## Trecho da fonte
═══

Veja nas projeções de 2020 e 2021 abaixo:
- Denilson Baniwa, “Me deixa ser Selvagem”, 2020, Projeção a laser
No quinto de Ocupação, leia a Conversa entre Luiz Camillo Osorio, curador do Instituto PIPA, e Denilson Baniwa.
LCO – Denilson, em 2019 fizemos uma primeira conversa já publicada pelo PIPA por ocasião de você ter ganho naquele ano o PIPA Online. Agora você foi um dos vencedores da categoria principal. Olhando sua produção de lá para cá vemos o quanto ela foi se fortalecendo e ganhando envergadura e relevância política. Acho que posso dizer hoje que ser artista e ser uma liderança indígena se complementam na sua trajetória. Isso é muito bom de ver. Como tem sido conciliar estas duas atividades tão demandantes?

═══

## Dados fornecidos
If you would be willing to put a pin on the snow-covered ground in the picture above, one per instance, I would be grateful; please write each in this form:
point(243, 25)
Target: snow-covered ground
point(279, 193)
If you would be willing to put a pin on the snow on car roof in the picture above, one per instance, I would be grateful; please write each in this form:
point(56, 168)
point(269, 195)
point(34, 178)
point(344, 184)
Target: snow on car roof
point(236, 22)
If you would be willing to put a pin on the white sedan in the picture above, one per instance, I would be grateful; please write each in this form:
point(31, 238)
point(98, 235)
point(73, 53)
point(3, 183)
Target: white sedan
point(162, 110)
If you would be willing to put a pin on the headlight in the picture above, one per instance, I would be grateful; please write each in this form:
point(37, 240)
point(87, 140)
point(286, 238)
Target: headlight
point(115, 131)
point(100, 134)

═══

De acordo com o trecho da fonte, que prêmio Denilson Baniwa ganhou em 2019?

## Resposta do exercício
O PIPA Online.